▸ **Exercise requirements**
Extract every record, exactly as written, and ignore the pictures.

▸ **Information provided**
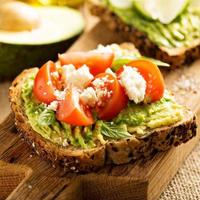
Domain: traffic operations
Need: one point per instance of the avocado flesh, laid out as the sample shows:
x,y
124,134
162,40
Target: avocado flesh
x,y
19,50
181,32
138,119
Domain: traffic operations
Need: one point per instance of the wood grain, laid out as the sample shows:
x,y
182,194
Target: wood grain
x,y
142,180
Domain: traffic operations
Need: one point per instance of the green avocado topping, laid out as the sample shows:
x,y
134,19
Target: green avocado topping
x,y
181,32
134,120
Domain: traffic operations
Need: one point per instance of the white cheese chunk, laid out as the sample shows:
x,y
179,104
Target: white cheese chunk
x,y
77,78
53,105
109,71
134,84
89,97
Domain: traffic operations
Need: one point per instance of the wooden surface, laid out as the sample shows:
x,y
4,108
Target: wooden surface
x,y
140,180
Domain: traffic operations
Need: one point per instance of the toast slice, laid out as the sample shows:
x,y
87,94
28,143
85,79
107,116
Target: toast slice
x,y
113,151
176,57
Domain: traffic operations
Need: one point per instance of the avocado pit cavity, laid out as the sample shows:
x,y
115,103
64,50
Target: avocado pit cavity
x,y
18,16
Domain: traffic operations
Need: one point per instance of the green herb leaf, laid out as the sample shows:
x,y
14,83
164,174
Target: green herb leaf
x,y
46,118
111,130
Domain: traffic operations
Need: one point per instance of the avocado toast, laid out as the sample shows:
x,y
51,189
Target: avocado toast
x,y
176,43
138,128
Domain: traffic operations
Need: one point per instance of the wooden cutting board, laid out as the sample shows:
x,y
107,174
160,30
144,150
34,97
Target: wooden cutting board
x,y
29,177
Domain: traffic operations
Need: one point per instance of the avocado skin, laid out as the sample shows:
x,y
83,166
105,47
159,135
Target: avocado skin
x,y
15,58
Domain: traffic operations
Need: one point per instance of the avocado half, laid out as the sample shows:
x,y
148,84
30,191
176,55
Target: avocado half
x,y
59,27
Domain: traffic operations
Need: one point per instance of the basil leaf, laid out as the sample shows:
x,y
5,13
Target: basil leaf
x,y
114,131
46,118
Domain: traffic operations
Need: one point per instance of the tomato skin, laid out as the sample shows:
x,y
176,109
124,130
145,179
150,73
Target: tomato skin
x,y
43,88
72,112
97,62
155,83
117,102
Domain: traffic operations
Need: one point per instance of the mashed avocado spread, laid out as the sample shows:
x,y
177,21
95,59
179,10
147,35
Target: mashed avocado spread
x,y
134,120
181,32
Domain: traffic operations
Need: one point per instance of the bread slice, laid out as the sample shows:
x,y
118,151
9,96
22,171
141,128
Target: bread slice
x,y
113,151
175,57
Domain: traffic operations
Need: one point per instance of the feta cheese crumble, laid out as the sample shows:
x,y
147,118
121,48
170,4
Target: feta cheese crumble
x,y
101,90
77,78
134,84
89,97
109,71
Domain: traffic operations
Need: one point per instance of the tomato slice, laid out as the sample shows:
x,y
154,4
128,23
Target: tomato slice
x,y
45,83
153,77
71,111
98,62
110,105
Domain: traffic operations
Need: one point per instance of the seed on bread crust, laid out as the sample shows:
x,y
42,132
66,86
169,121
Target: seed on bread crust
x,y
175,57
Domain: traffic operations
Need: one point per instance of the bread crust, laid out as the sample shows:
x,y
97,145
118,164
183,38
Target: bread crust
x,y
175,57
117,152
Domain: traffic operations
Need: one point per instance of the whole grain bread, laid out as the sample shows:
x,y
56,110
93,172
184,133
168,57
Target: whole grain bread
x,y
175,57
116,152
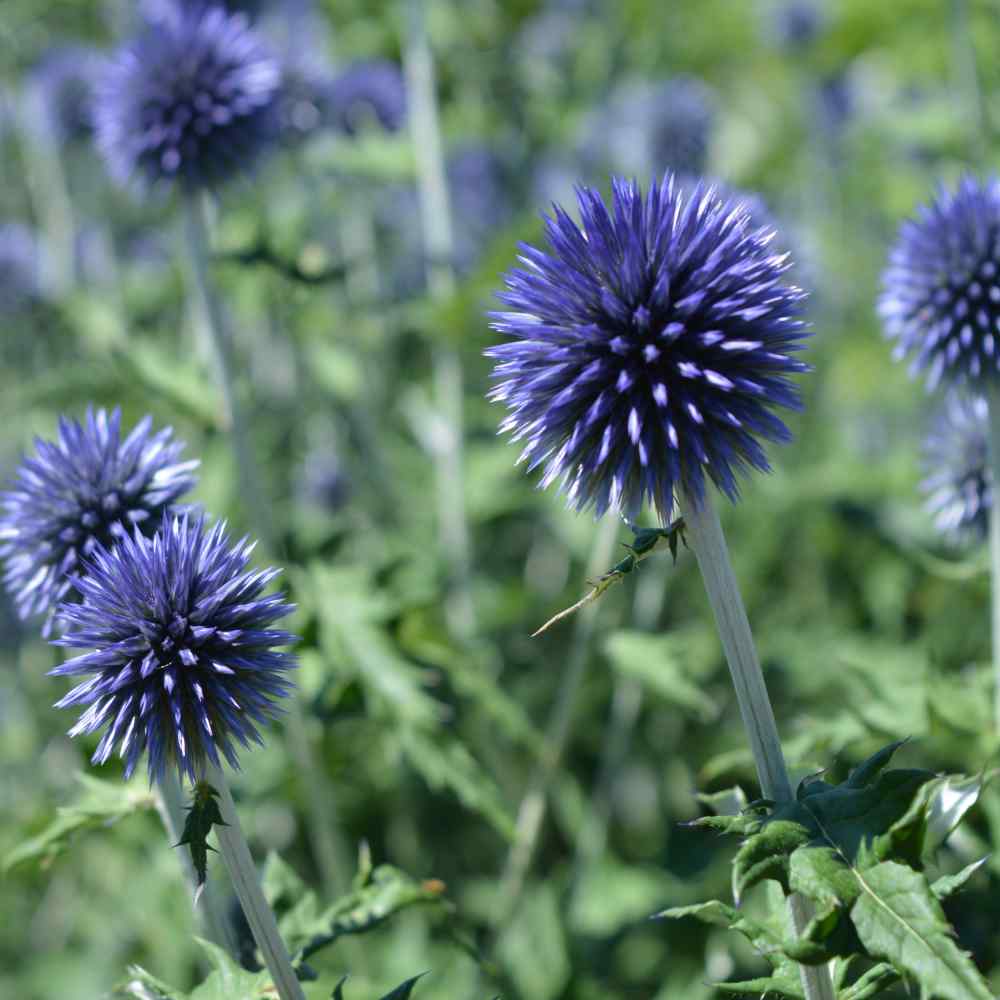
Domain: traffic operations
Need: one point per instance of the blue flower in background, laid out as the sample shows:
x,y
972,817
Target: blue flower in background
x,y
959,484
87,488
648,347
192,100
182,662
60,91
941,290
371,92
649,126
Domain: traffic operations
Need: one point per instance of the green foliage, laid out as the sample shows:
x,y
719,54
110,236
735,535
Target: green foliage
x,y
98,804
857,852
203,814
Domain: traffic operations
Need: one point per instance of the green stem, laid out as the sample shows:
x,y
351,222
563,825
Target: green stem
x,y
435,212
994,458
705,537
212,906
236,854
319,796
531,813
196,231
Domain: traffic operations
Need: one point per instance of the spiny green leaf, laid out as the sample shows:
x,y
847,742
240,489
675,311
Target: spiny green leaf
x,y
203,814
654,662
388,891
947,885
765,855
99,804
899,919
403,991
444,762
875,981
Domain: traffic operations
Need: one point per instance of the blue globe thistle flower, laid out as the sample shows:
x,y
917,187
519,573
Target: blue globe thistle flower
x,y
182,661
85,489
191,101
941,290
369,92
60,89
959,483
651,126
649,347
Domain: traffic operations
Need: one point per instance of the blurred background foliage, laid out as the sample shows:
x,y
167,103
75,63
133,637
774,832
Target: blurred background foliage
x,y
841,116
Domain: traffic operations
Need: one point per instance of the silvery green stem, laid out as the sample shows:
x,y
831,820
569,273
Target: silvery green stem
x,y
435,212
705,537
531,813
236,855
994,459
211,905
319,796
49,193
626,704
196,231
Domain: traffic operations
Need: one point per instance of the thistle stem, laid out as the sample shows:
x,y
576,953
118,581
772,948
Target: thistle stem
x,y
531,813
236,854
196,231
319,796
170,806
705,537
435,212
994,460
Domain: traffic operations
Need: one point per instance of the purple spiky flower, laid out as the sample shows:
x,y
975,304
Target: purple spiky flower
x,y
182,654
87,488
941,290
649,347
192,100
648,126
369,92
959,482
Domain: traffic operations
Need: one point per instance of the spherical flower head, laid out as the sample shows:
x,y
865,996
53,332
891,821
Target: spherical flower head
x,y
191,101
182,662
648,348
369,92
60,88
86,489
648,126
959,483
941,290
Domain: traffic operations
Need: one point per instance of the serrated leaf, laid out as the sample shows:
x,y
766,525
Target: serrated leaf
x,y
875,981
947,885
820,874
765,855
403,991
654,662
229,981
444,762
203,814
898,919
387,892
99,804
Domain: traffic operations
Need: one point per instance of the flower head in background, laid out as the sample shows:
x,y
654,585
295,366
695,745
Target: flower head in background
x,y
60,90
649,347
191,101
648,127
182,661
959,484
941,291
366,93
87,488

▸ **Written solution**
Domain: traffic operations
Need: one point per instance of the avocado flesh, laid out as the sample shows:
x,y
124,134
162,40
Target: avocado flesh
x,y
19,50
181,32
138,119
Domain: traffic operations
Need: one point per instance of the wood grain, laid out as the sample shows:
x,y
182,194
Target: wood grain
x,y
142,180
Domain: traffic operations
Need: one point per instance of the green avocado topping, laid out as the sample shows:
x,y
134,19
Target: green avocado topping
x,y
181,32
134,120
Domain: traffic operations
Need: one point per instance of the white cheese chunk, laid out as the sample shows:
x,y
179,104
Target: white cheese chunk
x,y
77,78
53,105
109,71
134,84
89,97
Domain: traffic operations
Need: one point per instance of the wooden surface, laid out as the sample shows:
x,y
4,108
Target: wooden surface
x,y
140,180
Domain: traffic operations
Need: one point per instance of the toast slice, laid out as the sample shows:
x,y
87,94
28,143
85,79
107,116
Target: toast slice
x,y
113,151
176,57
Domain: traffic operations
Need: one point per instance of the avocado pit cavity, laid out as the sample shows:
x,y
115,103
64,50
Target: avocado pit cavity
x,y
18,16
Domain: traffic operations
Need: one point per instance of the green herb leaf, laid out as the sample shows:
x,y
14,83
164,174
Target: green herb leaf
x,y
46,118
111,130
Domain: traffic operations
Need: one point per instance of the avocado toast, laid out as the sample shows:
x,y
51,189
Target: avocado toast
x,y
176,43
138,128
Domain: traffic operations
Need: one point per instance of the wooden cutting board, laid out as the sample shows:
x,y
107,174
160,30
144,150
34,97
Target: wooden cutting board
x,y
29,177
Domain: traffic operations
Need: one point per instance of the avocado skin, laid out as the sample shows:
x,y
83,166
105,47
159,135
Target: avocado skin
x,y
15,58
Domain: traffic operations
Need: one point per instance of the avocado half, laid out as the sample shows:
x,y
148,84
30,191
176,55
Target: avocado half
x,y
59,27
Domain: traffic operations
Need: one point per instance of the basil leaf, laid out as the sample shows:
x,y
5,13
Target: basil leaf
x,y
114,131
46,118
Domain: traffic operations
Need: one point per instance of the tomato skin, laid out as the sample shows:
x,y
176,109
124,130
145,179
150,73
Target: tomato skin
x,y
43,88
72,112
97,62
155,83
117,102
Domain: traffic operations
Need: one point per instance of the mashed avocado spread, laid out as the sample shows:
x,y
177,21
95,59
179,10
147,35
Target: mashed avocado spread
x,y
134,120
181,32
Domain: traffic operations
Need: one point per instance of the bread slice, laid out as the sample shows:
x,y
118,151
9,96
22,171
141,128
Target: bread slice
x,y
113,151
175,57
Domain: traffic operations
Need: one point per instance of the feta cheese crumble, laid out as the sample shows:
x,y
147,118
121,48
170,4
Target: feta cheese crumble
x,y
101,90
77,78
134,84
89,97
109,71
Domain: traffic operations
Need: one point per instance of the tomato slice, laid out as the sample shows:
x,y
154,4
128,23
Target: tomato slice
x,y
45,83
153,77
71,111
98,62
110,105
Domain: traffic operations
Need: one point per instance of the seed on bread crust, laid out as the sample shows:
x,y
42,132
66,86
169,121
Target: seed on bread crust
x,y
175,57
Domain: traffic operations
Need: one point per instance of the bread crust, laid out as the sample shows:
x,y
97,145
118,164
183,38
Target: bread crust
x,y
175,57
117,152
Domain: traffic operations
Need: one point per instance of the whole grain bread, laid out as the sample shows:
x,y
56,110
93,172
184,133
168,57
Target: whole grain bread
x,y
175,57
116,152
Domain: traffic operations
Need: one point per instance of the blue flower in background, laid out as the sample shows:
x,y
972,817
Target: blue flower in background
x,y
959,484
87,488
648,347
192,100
182,662
60,91
941,290
371,92
649,126
Domain: traffic operations
Need: one point per instance of the green foliage, laid out as the sample shows:
x,y
719,54
110,236
735,535
Target: green foliage
x,y
98,804
857,852
203,814
Domain: traffic operations
Need: one point per instance of the green stem, laid out as the sample shows:
x,y
351,222
563,825
Target: green stem
x,y
435,212
994,458
705,537
212,906
236,854
319,796
531,813
196,231
Domain: traffic operations
Need: one point per instance of the spiny green leaf, laid out as the sample shows:
x,y
847,742
240,489
675,311
Target: spiny green leaf
x,y
203,814
654,662
388,891
947,885
765,855
99,804
899,919
403,991
444,762
875,981
Domain: traffic operations
Need: one point per instance of the blue globe thistle flower, laid out as the sample shows:
x,y
917,187
519,573
Target: blue globe thistle flower
x,y
182,661
85,489
191,101
941,290
369,92
60,89
959,483
651,126
649,347
Domain: traffic operations
Need: one point per instance of the blurred background foliage, laid out as the sample shows:
x,y
167,103
75,63
133,637
774,832
Target: blurred background foliage
x,y
841,116
Domain: traffic operations
Need: one point per instance of the silvery green stem, laid out as the sample shows:
x,y
831,820
569,273
Target: silvery green stem
x,y
435,212
705,537
531,813
236,855
994,459
211,905
319,796
49,193
626,704
196,231
Domain: traffic operations
Need: one point per instance of the thistle stem, laid out as the sample shows:
x,y
576,953
118,581
772,948
Target: thistle stem
x,y
531,813
236,854
196,231
319,796
170,806
705,537
435,212
994,460
Domain: traffic operations
Need: one point per instance of the purple spiky flower, laid out as the sample shows:
x,y
975,304
Target: purple spiky flower
x,y
182,654
87,488
941,290
649,347
192,100
648,126
369,92
959,482
Domain: traffic operations
Need: one point per instance of the spherical flower head, laid out as the sample shows:
x,y
865,996
53,332
891,821
Target: spherical flower head
x,y
191,101
182,662
648,348
369,92
60,88
86,489
648,126
959,483
941,290
Domain: traffic operations
Need: one point per instance of the serrated leaf, laid out as the sample shows:
x,y
766,525
Target: serrated leaf
x,y
875,981
947,885
820,874
765,855
403,991
654,662
229,981
444,762
203,814
898,919
387,892
99,804
Domain: traffic operations
Need: one point per instance of the flower head in background, laid out as the sample shows:
x,y
654,585
295,366
695,745
Target: flower head in background
x,y
60,90
649,347
191,101
648,127
182,661
959,484
941,291
366,93
87,488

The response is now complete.